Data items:
- - - -
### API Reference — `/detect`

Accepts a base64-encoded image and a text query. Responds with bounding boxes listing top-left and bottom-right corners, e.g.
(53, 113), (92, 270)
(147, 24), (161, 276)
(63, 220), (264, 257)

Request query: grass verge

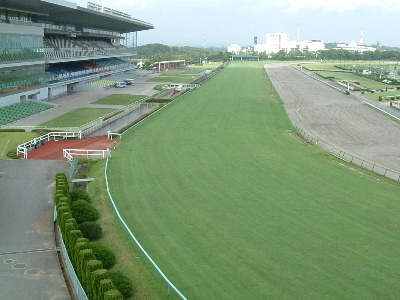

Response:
(108, 62), (400, 299)
(89, 160), (175, 300)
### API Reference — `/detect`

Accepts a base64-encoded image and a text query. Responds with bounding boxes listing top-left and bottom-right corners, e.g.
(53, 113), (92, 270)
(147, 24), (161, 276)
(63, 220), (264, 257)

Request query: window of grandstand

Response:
(0, 35), (44, 61)
(0, 65), (45, 93)
(42, 23), (75, 31)
(83, 28), (120, 35)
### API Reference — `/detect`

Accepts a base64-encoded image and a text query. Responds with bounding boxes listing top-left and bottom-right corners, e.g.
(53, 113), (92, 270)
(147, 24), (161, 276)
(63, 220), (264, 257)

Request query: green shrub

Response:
(108, 270), (135, 299)
(99, 278), (115, 299)
(69, 189), (90, 202)
(104, 290), (124, 300)
(89, 242), (117, 269)
(90, 269), (110, 299)
(71, 200), (99, 223)
(83, 259), (103, 299)
(78, 221), (103, 240)
(7, 149), (20, 159)
(75, 249), (96, 291)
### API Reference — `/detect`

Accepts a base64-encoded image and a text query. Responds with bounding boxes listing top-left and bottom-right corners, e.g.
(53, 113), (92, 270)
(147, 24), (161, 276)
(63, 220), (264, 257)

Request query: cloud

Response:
(262, 0), (400, 12)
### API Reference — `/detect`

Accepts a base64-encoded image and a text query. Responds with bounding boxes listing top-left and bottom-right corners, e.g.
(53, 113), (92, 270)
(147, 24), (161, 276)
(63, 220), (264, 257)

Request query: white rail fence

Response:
(363, 101), (400, 121)
(293, 124), (319, 145)
(17, 131), (82, 159)
(331, 148), (400, 181)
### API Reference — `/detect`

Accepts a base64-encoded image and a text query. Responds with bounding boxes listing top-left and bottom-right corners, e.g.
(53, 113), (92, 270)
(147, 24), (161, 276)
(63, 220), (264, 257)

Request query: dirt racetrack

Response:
(265, 64), (400, 171)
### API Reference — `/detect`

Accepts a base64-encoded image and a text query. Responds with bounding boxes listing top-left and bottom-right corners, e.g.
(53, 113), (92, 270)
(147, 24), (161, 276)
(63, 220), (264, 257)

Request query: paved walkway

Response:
(7, 74), (159, 126)
(0, 160), (70, 300)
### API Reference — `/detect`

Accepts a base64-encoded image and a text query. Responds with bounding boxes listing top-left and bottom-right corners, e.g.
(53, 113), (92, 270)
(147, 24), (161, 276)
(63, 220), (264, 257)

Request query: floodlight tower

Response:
(297, 21), (300, 42)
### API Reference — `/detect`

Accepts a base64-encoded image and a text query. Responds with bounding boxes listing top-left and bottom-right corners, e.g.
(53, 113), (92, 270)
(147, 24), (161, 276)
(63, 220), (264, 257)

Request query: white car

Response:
(114, 82), (126, 88)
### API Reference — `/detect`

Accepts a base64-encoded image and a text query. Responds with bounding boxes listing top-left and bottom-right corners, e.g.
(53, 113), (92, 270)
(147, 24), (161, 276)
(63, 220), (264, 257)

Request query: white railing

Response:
(363, 101), (400, 121)
(107, 130), (122, 140)
(17, 131), (82, 159)
(290, 64), (346, 93)
(293, 124), (319, 145)
(331, 147), (400, 181)
(63, 149), (111, 161)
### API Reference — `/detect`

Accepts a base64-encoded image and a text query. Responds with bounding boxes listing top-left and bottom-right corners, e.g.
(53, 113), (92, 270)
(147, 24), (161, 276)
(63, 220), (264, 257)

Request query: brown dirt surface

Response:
(265, 63), (400, 171)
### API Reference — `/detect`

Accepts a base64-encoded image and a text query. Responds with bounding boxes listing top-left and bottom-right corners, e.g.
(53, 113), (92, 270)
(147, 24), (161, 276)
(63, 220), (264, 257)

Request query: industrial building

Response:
(254, 32), (325, 54)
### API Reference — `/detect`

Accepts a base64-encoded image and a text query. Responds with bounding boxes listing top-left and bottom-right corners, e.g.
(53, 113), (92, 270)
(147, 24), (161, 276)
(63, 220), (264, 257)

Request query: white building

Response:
(254, 32), (325, 53)
(228, 44), (242, 55)
(334, 41), (376, 52)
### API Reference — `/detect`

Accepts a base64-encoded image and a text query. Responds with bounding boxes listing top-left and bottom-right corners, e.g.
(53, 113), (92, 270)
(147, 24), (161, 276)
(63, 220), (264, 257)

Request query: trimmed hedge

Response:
(54, 173), (124, 300)
(69, 189), (90, 203)
(109, 270), (135, 299)
(89, 242), (117, 269)
(71, 200), (100, 223)
(78, 221), (103, 240)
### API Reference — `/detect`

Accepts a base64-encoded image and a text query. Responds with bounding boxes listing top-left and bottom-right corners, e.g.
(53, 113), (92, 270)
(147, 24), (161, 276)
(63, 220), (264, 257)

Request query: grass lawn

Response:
(89, 159), (171, 300)
(108, 62), (400, 299)
(0, 132), (39, 159)
(92, 94), (147, 106)
(39, 107), (115, 127)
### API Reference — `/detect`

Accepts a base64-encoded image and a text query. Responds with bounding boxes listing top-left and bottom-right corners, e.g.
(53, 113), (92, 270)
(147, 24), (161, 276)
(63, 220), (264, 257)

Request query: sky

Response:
(73, 0), (400, 50)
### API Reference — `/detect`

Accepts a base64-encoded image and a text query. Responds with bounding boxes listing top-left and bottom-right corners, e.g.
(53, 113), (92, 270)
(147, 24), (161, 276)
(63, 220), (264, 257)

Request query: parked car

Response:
(114, 82), (126, 88)
(124, 79), (133, 85)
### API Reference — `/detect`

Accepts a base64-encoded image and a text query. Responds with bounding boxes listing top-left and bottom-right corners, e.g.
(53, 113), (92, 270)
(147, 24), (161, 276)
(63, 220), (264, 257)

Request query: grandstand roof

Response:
(0, 0), (154, 33)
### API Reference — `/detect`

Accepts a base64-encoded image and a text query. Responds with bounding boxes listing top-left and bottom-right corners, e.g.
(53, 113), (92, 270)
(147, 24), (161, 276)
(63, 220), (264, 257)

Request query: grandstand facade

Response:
(0, 0), (154, 107)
- - - -
### WRITTEN INSTRUCTION:
Convert every line of the entries above into a JSON list of strings, with one string per line and no strings for blank lines. Leave the pictures out of the list.

### WRITTEN SOLUTION:
[
  "### API Reference — `/detect`",
  "Accepts a base64-encoded image and a text query. Responds with bounding boxes listing top-left and bottom-right corners, e.g.",
  "(53, 113), (92, 270)",
  "(147, 24), (161, 276)",
  "(63, 220), (264, 257)",
  "Request query: grass verge",
  "Response:",
  "(108, 62), (400, 299)",
  "(89, 160), (175, 300)",
  "### API Reference — `/detect`",
  "Accepts a base64-encoded image and a text query. Responds with bounding boxes listing top-left and bottom-right corners, e.g.",
  "(53, 113), (92, 270)",
  "(147, 24), (161, 276)",
  "(63, 220), (264, 257)",
  "Request query: window of grandstand",
  "Response:",
  "(0, 35), (44, 61)",
  "(0, 65), (45, 93)",
  "(42, 23), (75, 31)",
  "(83, 28), (120, 35)",
  "### API Reference — `/detect`",
  "Accepts a base64-encoded image and a text query. Responds with bounding boxes listing top-left and bottom-right corners, e.g.",
  "(53, 113), (92, 270)",
  "(147, 24), (161, 276)",
  "(63, 220), (264, 257)",
  "Request query: green shrub",
  "Response:",
  "(108, 270), (135, 299)",
  "(99, 278), (115, 299)",
  "(69, 189), (90, 202)",
  "(104, 290), (124, 300)",
  "(89, 242), (117, 269)",
  "(90, 269), (110, 299)",
  "(71, 200), (99, 223)",
  "(83, 259), (103, 299)",
  "(78, 221), (103, 240)",
  "(7, 149), (20, 159)",
  "(75, 249), (96, 291)",
  "### API Reference — `/detect`",
  "Accepts a base64-encoded image and a text query. Responds with bounding boxes listing top-left and bottom-right corners, e.g.",
  "(53, 113), (92, 270)",
  "(147, 24), (161, 276)",
  "(63, 220), (264, 257)",
  "Request query: cloud",
  "Response:",
  "(262, 0), (400, 12)",
  "### API Reference — `/detect`",
  "Accepts a base64-encoded image and a text query. Responds with bounding boxes listing top-left and bottom-right corners, e.g.",
  "(53, 113), (92, 270)",
  "(147, 24), (161, 276)",
  "(63, 220), (264, 257)",
  "Request query: white rail fence",
  "Response:",
  "(363, 101), (400, 121)",
  "(293, 124), (319, 145)",
  "(17, 131), (82, 159)",
  "(331, 148), (400, 181)",
  "### API Reference — `/detect`",
  "Accepts a base64-encoded image and a text query. Responds with bounding boxes listing top-left and bottom-right corners, e.g.",
  "(53, 113), (92, 270)",
  "(147, 24), (161, 276)",
  "(63, 220), (264, 257)",
  "Request query: dirt racetrack",
  "Response:",
  "(265, 64), (400, 171)",
  "### API Reference — `/detect`",
  "Accepts a base64-encoded image and a text query. Responds with bounding boxes listing top-left and bottom-right corners, e.g.",
  "(53, 113), (92, 270)",
  "(147, 24), (161, 276)",
  "(63, 220), (264, 257)",
  "Request query: paved walkway",
  "Response:",
  "(7, 74), (159, 126)",
  "(0, 160), (70, 300)",
  "### API Reference — `/detect`",
  "Accepts a base64-encoded image and a text query. Responds with bounding boxes listing top-left and bottom-right corners, e.g.",
  "(53, 113), (92, 270)",
  "(147, 24), (161, 276)",
  "(63, 220), (264, 257)",
  "Request query: floodlight tower",
  "Response:",
  "(297, 21), (300, 42)",
  "### API Reference — `/detect`",
  "Accepts a base64-encoded image and a text query. Responds with bounding boxes listing top-left and bottom-right corners, e.g.",
  "(53, 113), (92, 270)",
  "(147, 24), (161, 276)",
  "(63, 220), (264, 257)",
  "Request query: white car",
  "Response:",
  "(114, 82), (126, 88)",
  "### API Reference — `/detect`",
  "Accepts a base64-encoded image and a text query. Responds with bounding boxes listing top-left and bottom-right corners, e.g.",
  "(53, 113), (92, 270)",
  "(147, 24), (161, 276)",
  "(63, 220), (264, 257)",
  "Request query: white railing",
  "Response:",
  "(363, 101), (400, 121)",
  "(107, 130), (122, 140)",
  "(17, 131), (82, 159)",
  "(290, 64), (346, 93)",
  "(293, 124), (319, 145)",
  "(331, 147), (400, 181)",
  "(63, 149), (111, 161)",
  "### API Reference — `/detect`",
  "Accepts a base64-encoded image and a text query. Responds with bounding boxes listing top-left and bottom-right corners, e.g.",
  "(53, 113), (92, 270)",
  "(147, 24), (161, 276)",
  "(63, 220), (264, 257)",
  "Request query: brown dirt surface",
  "Response:",
  "(265, 63), (400, 171)",
  "### API Reference — `/detect`",
  "Accepts a base64-encoded image and a text query. Responds with bounding boxes listing top-left and bottom-right corners, e.g.",
  "(53, 113), (92, 270)",
  "(147, 24), (161, 276)",
  "(63, 220), (264, 257)",
  "Request query: industrial building",
  "Response:",
  "(254, 32), (325, 54)",
  "### API Reference — `/detect`",
  "Accepts a base64-encoded image and a text query. Responds with bounding boxes listing top-left and bottom-right corners, e.g.",
  "(53, 113), (92, 270)",
  "(147, 24), (161, 276)",
  "(63, 220), (264, 257)",
  "Request query: white building",
  "Response:",
  "(254, 32), (325, 53)",
  "(228, 44), (242, 55)",
  "(334, 41), (376, 52)",
  "### API Reference — `/detect`",
  "Accepts a base64-encoded image and a text query. Responds with bounding boxes listing top-left and bottom-right corners, e.g.",
  "(53, 113), (92, 270)",
  "(147, 24), (161, 276)",
  "(63, 220), (264, 257)",
  "Request query: trimmed hedge",
  "Response:",
  "(54, 173), (124, 300)",
  "(69, 189), (90, 203)",
  "(109, 270), (135, 299)",
  "(89, 242), (117, 269)",
  "(71, 200), (100, 223)",
  "(78, 221), (103, 240)",
  "### API Reference — `/detect`",
  "Accepts a base64-encoded image and a text query. Responds with bounding boxes listing top-left and bottom-right corners, e.g.",
  "(53, 113), (92, 270)",
  "(147, 24), (161, 276)",
  "(63, 220), (264, 257)",
  "Request query: grass lawn",
  "Response:",
  "(89, 159), (171, 300)",
  "(108, 62), (400, 299)",
  "(0, 132), (39, 159)",
  "(92, 94), (147, 106)",
  "(39, 107), (115, 127)",
  "### API Reference — `/detect`",
  "Accepts a base64-encoded image and a text query. Responds with bounding boxes listing top-left and bottom-right corners, e.g.",
  "(53, 113), (92, 270)",
  "(147, 24), (161, 276)",
  "(63, 220), (264, 257)",
  "Request query: sky",
  "Response:",
  "(73, 0), (400, 50)",
  "### API Reference — `/detect`",
  "Accepts a base64-encoded image and a text query. Responds with bounding boxes listing top-left and bottom-right corners, e.g.",
  "(53, 113), (92, 270)",
  "(147, 24), (161, 276)",
  "(63, 220), (264, 257)",
  "Request query: parked car",
  "Response:",
  "(114, 82), (126, 88)",
  "(124, 79), (133, 85)",
  "### API Reference — `/detect`",
  "Accepts a base64-encoded image and a text query. Responds with bounding boxes listing top-left and bottom-right corners, e.g.",
  "(53, 113), (92, 270)",
  "(147, 24), (161, 276)",
  "(63, 220), (264, 257)",
  "Request query: grandstand roof",
  "Response:",
  "(0, 0), (154, 33)",
  "### API Reference — `/detect`",
  "Accepts a base64-encoded image and a text query. Responds with bounding boxes listing top-left and bottom-right corners, e.g.",
  "(53, 113), (92, 270)",
  "(147, 24), (161, 276)",
  "(63, 220), (264, 257)",
  "Request query: grandstand facade",
  "Response:",
  "(0, 0), (154, 107)"
]